◆ **Your objective**
Your answer should be every line of the records that contains the word "trailer", copied as it stands.

== Segment start ==

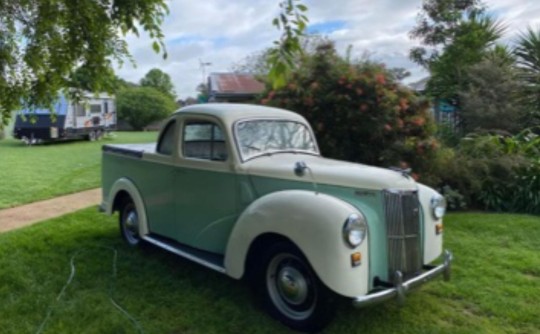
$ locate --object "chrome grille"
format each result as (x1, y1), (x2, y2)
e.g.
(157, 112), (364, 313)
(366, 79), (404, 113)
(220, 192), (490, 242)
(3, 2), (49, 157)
(384, 190), (422, 281)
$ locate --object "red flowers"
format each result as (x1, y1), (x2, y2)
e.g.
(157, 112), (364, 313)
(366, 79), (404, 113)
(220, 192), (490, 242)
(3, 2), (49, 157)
(375, 73), (386, 85)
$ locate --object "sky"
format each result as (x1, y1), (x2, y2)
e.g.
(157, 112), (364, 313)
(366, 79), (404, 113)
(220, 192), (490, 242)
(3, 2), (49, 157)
(116, 0), (540, 100)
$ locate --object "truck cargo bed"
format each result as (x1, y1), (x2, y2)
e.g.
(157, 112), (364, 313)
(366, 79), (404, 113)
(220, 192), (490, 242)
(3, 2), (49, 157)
(102, 143), (156, 158)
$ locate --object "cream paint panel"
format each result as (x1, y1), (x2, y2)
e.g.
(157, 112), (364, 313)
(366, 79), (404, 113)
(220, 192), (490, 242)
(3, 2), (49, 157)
(244, 154), (417, 191)
(225, 190), (370, 298)
(418, 184), (443, 264)
(105, 178), (149, 236)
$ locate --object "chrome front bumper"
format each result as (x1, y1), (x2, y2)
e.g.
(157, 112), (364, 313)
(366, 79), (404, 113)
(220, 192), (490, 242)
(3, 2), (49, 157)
(352, 250), (453, 308)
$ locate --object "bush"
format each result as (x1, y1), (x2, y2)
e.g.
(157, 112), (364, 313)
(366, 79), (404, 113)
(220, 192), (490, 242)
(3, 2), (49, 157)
(117, 86), (176, 130)
(434, 128), (540, 214)
(439, 185), (467, 210)
(260, 43), (439, 179)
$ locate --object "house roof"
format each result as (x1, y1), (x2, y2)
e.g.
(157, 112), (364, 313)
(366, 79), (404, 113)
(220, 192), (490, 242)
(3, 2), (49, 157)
(208, 73), (265, 96)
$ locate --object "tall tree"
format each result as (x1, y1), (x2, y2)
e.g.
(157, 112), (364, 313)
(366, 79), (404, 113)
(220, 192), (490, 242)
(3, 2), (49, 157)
(0, 0), (168, 127)
(458, 55), (525, 133)
(409, 0), (485, 68)
(426, 14), (505, 99)
(515, 27), (540, 125)
(140, 68), (176, 99)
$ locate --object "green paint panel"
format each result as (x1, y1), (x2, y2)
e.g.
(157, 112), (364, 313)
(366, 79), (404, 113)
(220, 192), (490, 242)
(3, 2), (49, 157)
(103, 154), (176, 231)
(174, 167), (238, 253)
(103, 153), (239, 254)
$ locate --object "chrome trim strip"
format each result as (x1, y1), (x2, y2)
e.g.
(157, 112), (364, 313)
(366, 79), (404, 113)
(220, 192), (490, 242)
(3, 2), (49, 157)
(142, 236), (227, 274)
(383, 189), (422, 279)
(352, 250), (453, 308)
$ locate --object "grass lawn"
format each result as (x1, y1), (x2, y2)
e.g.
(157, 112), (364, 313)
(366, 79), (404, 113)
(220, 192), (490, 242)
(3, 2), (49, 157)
(0, 132), (157, 209)
(0, 211), (538, 333)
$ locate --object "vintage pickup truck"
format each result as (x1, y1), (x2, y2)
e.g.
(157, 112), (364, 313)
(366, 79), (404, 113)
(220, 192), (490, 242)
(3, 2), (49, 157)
(101, 103), (452, 332)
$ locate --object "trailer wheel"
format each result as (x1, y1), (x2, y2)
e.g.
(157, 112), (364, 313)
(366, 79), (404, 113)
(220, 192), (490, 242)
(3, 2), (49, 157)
(87, 131), (96, 141)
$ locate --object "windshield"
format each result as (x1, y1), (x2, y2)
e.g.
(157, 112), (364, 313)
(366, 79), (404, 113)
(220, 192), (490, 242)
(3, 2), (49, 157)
(235, 119), (318, 161)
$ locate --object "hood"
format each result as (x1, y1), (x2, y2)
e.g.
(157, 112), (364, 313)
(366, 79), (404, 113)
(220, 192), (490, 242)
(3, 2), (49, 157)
(244, 153), (417, 191)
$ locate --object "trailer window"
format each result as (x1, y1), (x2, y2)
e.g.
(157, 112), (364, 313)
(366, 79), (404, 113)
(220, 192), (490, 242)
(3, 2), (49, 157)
(90, 104), (102, 114)
(74, 105), (86, 117)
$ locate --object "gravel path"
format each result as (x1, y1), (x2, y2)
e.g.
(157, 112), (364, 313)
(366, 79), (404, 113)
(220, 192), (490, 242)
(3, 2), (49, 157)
(0, 188), (101, 233)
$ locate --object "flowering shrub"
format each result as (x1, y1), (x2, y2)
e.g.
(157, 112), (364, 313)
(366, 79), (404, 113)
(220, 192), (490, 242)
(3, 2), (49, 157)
(260, 43), (439, 180)
(437, 128), (540, 214)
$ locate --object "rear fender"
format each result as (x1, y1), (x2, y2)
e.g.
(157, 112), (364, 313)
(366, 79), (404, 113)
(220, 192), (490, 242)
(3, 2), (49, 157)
(105, 178), (149, 236)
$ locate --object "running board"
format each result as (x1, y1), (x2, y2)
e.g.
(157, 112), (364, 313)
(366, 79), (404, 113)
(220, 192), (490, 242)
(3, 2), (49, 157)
(142, 235), (226, 274)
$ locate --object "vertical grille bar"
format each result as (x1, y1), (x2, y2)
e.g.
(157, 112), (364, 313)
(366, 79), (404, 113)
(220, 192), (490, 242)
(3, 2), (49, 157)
(384, 190), (422, 281)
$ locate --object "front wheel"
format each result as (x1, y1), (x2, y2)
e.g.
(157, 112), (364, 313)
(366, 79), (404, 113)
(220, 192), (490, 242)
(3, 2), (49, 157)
(253, 242), (336, 332)
(119, 200), (141, 246)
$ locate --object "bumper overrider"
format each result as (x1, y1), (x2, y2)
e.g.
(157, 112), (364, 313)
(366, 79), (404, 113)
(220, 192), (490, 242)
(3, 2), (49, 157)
(353, 250), (453, 308)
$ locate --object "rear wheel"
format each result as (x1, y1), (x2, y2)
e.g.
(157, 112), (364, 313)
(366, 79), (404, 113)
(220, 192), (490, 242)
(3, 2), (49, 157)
(119, 200), (141, 246)
(253, 242), (336, 332)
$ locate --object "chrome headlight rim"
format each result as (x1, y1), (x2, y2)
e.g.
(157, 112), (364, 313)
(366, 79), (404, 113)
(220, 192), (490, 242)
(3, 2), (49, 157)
(431, 194), (447, 219)
(343, 212), (368, 249)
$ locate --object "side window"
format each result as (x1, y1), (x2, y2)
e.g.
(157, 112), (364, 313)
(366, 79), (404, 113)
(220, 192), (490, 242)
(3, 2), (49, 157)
(90, 104), (102, 114)
(183, 121), (228, 161)
(74, 104), (86, 117)
(157, 120), (176, 155)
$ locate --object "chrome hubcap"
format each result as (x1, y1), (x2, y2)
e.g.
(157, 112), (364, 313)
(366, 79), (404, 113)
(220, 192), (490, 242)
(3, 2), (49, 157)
(124, 209), (139, 244)
(277, 267), (308, 305)
(266, 253), (317, 320)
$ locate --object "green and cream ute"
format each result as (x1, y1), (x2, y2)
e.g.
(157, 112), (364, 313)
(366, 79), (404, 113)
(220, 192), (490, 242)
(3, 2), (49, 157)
(101, 104), (452, 332)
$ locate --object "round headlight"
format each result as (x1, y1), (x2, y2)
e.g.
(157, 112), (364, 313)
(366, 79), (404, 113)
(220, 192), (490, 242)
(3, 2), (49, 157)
(343, 213), (367, 248)
(431, 194), (447, 219)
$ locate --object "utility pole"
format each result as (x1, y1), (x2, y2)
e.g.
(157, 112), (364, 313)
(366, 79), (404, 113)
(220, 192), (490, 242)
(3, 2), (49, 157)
(199, 59), (212, 85)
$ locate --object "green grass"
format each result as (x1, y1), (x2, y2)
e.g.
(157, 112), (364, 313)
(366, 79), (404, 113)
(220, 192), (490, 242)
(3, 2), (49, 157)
(0, 211), (538, 333)
(0, 132), (157, 209)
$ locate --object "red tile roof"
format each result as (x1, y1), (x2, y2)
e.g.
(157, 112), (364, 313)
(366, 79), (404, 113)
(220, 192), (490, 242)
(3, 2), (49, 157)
(210, 73), (265, 94)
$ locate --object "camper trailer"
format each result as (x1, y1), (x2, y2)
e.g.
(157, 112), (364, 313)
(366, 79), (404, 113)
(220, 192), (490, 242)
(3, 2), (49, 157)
(13, 93), (116, 144)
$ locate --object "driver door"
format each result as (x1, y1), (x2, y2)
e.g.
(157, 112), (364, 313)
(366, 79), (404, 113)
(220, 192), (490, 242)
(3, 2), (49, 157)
(173, 117), (238, 254)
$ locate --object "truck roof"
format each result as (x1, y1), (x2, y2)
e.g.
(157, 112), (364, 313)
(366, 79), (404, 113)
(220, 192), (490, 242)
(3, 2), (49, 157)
(175, 103), (308, 125)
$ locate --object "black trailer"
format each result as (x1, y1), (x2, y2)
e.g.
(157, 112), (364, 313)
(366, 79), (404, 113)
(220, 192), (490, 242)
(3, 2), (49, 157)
(13, 93), (116, 144)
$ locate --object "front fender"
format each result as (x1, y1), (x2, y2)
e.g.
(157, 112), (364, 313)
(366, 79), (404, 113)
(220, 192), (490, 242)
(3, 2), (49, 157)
(104, 177), (149, 236)
(224, 190), (370, 298)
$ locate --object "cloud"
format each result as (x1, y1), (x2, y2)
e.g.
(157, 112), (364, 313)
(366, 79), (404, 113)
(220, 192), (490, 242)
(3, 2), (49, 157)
(115, 0), (540, 98)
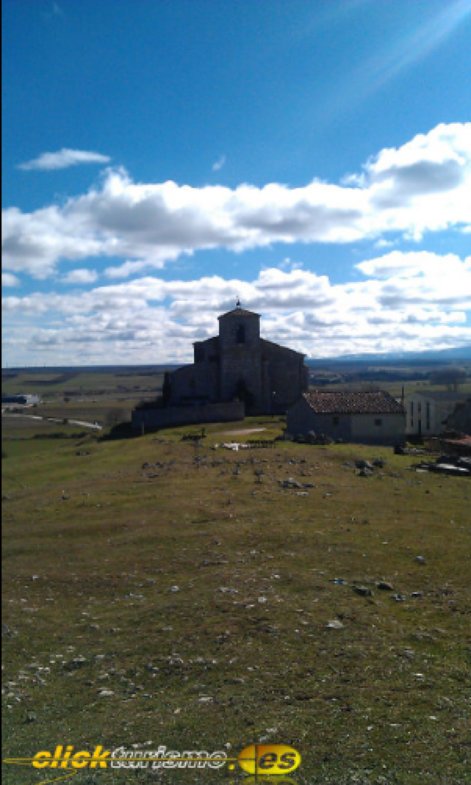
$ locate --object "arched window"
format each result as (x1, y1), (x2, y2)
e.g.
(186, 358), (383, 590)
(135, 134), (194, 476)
(236, 324), (245, 344)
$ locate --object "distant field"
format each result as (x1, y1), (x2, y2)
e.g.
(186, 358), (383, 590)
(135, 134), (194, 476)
(2, 415), (470, 784)
(312, 379), (471, 398)
(2, 416), (91, 439)
(377, 379), (471, 397)
(2, 370), (166, 427)
(2, 370), (166, 398)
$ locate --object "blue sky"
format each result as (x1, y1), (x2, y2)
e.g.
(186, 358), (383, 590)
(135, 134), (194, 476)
(2, 0), (471, 365)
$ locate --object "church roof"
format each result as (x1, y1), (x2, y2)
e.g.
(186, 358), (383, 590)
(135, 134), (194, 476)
(262, 338), (305, 358)
(218, 306), (260, 319)
(302, 390), (404, 415)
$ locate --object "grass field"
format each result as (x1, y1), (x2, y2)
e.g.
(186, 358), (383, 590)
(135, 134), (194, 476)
(2, 371), (166, 398)
(312, 379), (471, 398)
(2, 416), (470, 785)
(2, 369), (166, 429)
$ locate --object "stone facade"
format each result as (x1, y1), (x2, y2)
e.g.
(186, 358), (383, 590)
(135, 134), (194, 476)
(168, 305), (308, 415)
(132, 401), (245, 432)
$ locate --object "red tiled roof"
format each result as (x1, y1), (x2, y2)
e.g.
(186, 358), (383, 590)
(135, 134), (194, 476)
(442, 436), (471, 447)
(303, 390), (404, 415)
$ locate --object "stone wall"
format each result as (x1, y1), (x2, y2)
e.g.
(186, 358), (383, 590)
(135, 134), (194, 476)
(262, 341), (308, 411)
(132, 401), (245, 431)
(169, 361), (220, 404)
(349, 413), (405, 445)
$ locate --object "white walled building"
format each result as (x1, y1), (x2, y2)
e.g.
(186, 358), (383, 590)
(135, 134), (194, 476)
(287, 390), (405, 445)
(405, 391), (467, 437)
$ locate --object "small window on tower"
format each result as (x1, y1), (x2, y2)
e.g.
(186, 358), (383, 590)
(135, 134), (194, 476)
(194, 344), (205, 363)
(236, 324), (245, 344)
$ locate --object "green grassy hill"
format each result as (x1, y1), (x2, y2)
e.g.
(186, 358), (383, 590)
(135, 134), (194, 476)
(2, 418), (470, 784)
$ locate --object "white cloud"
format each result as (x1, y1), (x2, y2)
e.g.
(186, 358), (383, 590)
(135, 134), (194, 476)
(2, 272), (20, 287)
(4, 124), (470, 280)
(18, 148), (111, 171)
(212, 155), (226, 172)
(62, 268), (98, 284)
(3, 251), (470, 365)
(356, 250), (471, 281)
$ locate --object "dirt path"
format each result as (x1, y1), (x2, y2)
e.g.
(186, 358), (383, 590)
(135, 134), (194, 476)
(219, 427), (267, 436)
(2, 412), (103, 430)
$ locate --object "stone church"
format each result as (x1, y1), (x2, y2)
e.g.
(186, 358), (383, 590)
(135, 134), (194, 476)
(167, 302), (308, 415)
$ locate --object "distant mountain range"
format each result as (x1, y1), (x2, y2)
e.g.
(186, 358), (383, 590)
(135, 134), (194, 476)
(307, 345), (471, 367)
(2, 346), (471, 375)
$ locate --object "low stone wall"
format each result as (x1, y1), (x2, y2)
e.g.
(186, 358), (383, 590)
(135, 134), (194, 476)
(132, 401), (245, 432)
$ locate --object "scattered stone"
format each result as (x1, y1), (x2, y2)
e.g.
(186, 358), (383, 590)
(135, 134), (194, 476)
(411, 591), (424, 598)
(352, 585), (373, 597)
(98, 689), (115, 697)
(331, 578), (347, 585)
(413, 455), (471, 476)
(355, 459), (374, 470)
(280, 478), (314, 490)
(166, 655), (184, 667)
(415, 556), (426, 565)
(25, 711), (37, 723)
(198, 696), (214, 703)
(258, 623), (279, 634)
(63, 656), (88, 671)
(376, 581), (394, 591)
(169, 585), (180, 593)
(391, 594), (407, 602)
(326, 619), (344, 629)
(280, 478), (303, 489)
(395, 445), (426, 456)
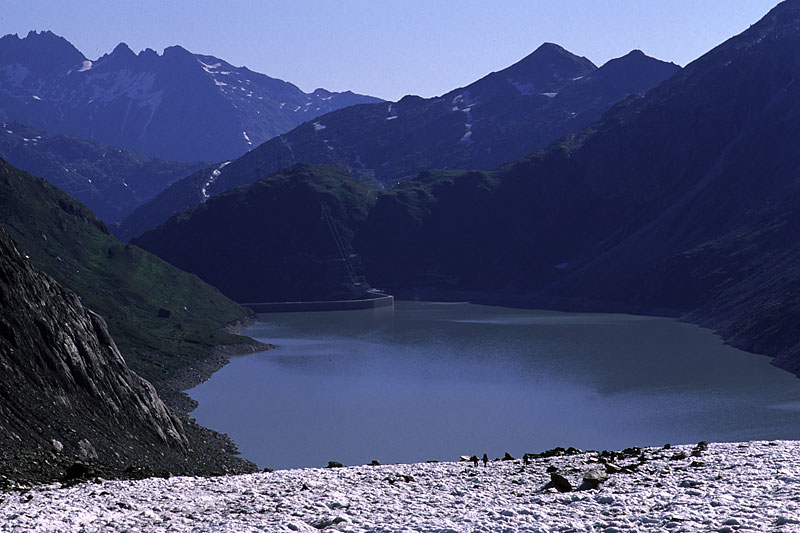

== Segment end ==

◆ **Result of this exercise**
$ locate --object "trailer wheel"
$ locate --object "trailer window"
$ locate --object "camper trailer"
$ locate --object "black trailer"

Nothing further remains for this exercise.